Data for the task:
┄┄┄┄┄┄┄┄┄┄┄┄┄┄┄┄┄┄┄┄

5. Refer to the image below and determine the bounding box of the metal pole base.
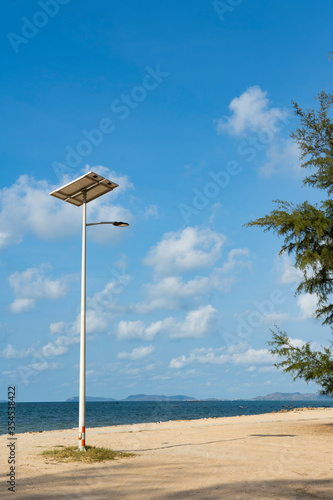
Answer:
[78,427,86,451]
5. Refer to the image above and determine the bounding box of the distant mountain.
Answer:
[66,396,116,403]
[251,392,332,401]
[121,394,196,401]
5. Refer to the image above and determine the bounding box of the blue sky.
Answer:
[0,0,333,401]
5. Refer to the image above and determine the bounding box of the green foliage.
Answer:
[246,92,333,395]
[42,445,134,462]
[268,328,333,396]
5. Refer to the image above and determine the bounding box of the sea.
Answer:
[0,399,333,435]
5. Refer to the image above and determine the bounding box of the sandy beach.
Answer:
[0,408,333,500]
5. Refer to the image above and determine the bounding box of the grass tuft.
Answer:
[42,445,134,463]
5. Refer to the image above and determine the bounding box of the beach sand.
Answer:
[0,408,333,500]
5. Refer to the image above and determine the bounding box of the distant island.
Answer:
[251,392,332,401]
[66,392,332,403]
[66,394,196,403]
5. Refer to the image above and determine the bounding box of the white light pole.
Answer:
[50,172,128,451]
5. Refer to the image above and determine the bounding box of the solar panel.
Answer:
[50,172,118,207]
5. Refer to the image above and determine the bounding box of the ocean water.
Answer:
[0,399,333,435]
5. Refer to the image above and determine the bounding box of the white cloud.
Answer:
[117,345,155,361]
[117,305,217,340]
[259,138,302,177]
[0,344,34,359]
[10,299,36,314]
[169,305,217,339]
[117,320,148,340]
[27,361,59,372]
[216,86,289,135]
[131,248,250,314]
[169,342,274,371]
[50,321,66,335]
[297,293,318,319]
[0,166,133,248]
[276,254,303,285]
[8,264,72,313]
[144,227,226,276]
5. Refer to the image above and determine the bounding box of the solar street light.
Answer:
[50,172,129,451]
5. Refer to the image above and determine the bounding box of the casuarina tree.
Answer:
[247,91,333,396]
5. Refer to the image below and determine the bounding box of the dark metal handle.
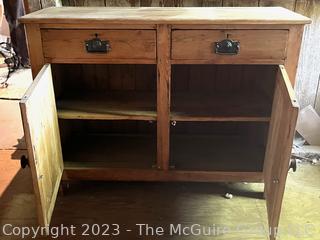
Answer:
[85,33,111,53]
[214,39,240,55]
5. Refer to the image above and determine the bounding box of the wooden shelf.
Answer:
[170,92,272,122]
[63,134,157,169]
[170,135,265,172]
[57,91,157,120]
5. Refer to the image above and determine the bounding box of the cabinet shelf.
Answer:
[57,91,157,120]
[171,134,265,172]
[63,134,156,169]
[170,92,271,122]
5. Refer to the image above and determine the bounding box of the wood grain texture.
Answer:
[284,26,304,86]
[57,91,157,120]
[259,0,296,11]
[172,30,288,63]
[157,25,171,170]
[20,7,310,24]
[63,167,263,182]
[41,29,156,62]
[223,0,259,7]
[295,0,320,114]
[264,66,298,239]
[20,65,63,226]
[25,24,44,78]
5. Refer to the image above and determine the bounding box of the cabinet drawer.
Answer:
[41,29,156,63]
[171,30,288,63]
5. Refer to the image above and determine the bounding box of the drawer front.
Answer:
[41,29,156,62]
[171,30,288,63]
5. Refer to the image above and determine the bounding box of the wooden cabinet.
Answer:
[20,8,309,239]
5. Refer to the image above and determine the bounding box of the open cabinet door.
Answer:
[20,65,63,226]
[264,65,299,239]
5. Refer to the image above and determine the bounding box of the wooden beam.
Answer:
[157,25,171,170]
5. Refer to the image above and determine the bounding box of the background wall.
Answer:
[25,0,320,114]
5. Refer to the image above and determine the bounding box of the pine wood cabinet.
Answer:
[20,8,309,239]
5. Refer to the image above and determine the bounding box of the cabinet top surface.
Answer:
[20,7,310,24]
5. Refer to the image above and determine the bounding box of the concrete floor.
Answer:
[0,68,320,240]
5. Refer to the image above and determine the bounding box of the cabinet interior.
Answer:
[52,64,277,172]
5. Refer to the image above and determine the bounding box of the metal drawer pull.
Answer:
[214,39,240,55]
[85,33,111,53]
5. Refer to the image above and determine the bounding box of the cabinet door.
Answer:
[264,66,298,239]
[20,65,63,226]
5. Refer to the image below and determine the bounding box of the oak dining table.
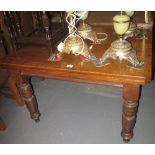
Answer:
[0,25,152,142]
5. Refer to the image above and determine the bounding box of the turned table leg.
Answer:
[0,118,6,131]
[12,73,40,122]
[121,85,140,142]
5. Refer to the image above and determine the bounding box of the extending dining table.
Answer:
[0,24,152,142]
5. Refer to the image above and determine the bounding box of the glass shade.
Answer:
[113,15,130,35]
[125,11,134,17]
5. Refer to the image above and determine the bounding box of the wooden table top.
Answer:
[0,26,152,85]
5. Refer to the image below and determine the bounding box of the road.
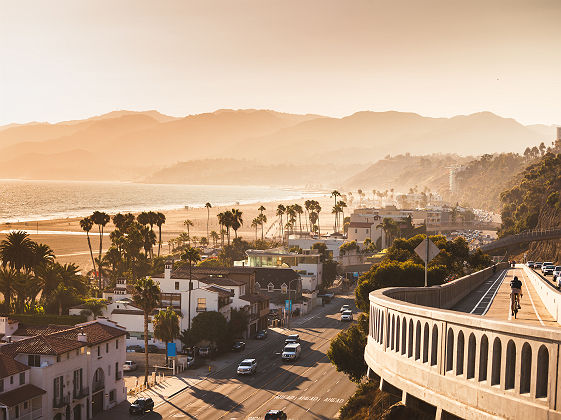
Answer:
[101,295,356,420]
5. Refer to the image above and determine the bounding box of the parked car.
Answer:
[232,341,245,351]
[147,344,160,353]
[199,345,218,357]
[281,343,302,362]
[543,265,555,276]
[129,398,154,414]
[255,330,268,340]
[284,334,300,344]
[265,410,287,420]
[341,311,353,322]
[123,360,138,371]
[238,359,257,375]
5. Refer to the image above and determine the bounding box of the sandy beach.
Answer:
[0,197,342,270]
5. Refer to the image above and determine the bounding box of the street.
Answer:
[99,295,356,420]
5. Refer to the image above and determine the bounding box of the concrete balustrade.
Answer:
[365,269,561,419]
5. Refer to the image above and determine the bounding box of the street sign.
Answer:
[167,343,177,357]
[415,239,440,263]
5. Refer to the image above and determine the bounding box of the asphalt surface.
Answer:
[96,294,357,420]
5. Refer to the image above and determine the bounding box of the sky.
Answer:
[0,0,561,125]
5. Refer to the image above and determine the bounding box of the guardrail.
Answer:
[365,265,561,420]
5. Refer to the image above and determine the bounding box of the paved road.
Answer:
[100,295,356,420]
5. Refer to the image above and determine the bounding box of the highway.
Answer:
[104,295,356,420]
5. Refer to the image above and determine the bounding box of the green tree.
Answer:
[327,314,368,383]
[132,277,160,385]
[152,306,180,366]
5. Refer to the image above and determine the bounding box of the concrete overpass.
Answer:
[481,228,561,253]
[365,264,561,419]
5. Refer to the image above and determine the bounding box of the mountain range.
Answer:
[0,109,555,185]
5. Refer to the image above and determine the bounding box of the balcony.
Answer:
[53,395,70,408]
[72,386,90,400]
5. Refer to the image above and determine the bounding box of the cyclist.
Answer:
[510,276,522,315]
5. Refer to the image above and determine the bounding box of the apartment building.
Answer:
[0,317,126,420]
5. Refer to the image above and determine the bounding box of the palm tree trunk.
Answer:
[144,311,148,385]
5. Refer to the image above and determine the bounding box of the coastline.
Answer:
[0,194,336,271]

┄┄┄┄┄┄┄┄┄┄┄┄┄┄┄┄┄┄┄┄

Work to do: Rewrite everything from the line containing "oak dining table." down to the line containing "[0,197,342,270]", both included, keeping the requests and shifting every bounding-box coordinate in the answers up by 148. Leave the pictures out.

Exercise output:
5. Refer to the image below and determine the bounding box of the oak dining table.
Answer:
[148,173,300,290]
5. Refer to the image above and determine the bounding box of the turned table leg.
Answer:
[148,266,154,279]
[160,221,188,270]
[269,233,288,290]
5. Refer to the image above and determine the bounding box of the extending dining table.
Answer:
[148,172,300,290]
5. Refer to the image above and determine the bounding box of the glass shade.
Answer:
[261,163,278,183]
[273,159,282,165]
5. Refer to the image above and determine the bounding box of the wooden table top.
Answer:
[148,174,300,233]
5. Refer to the image below and determine the bounding box of the road.
Answer:
[249,443,504,568]
5. Refer to the image above and determine the bounding box of the parked car.
Answer:
[380,489,393,499]
[295,492,308,501]
[347,493,366,505]
[429,491,450,510]
[691,413,703,424]
[277,546,302,562]
[403,478,416,488]
[432,482,448,492]
[413,558,435,568]
[489,459,501,470]
[271,508,286,519]
[386,507,405,523]
5. Refer to the image above and determine the bounding box of the sandy beach.
Answer:
[148,345,490,418]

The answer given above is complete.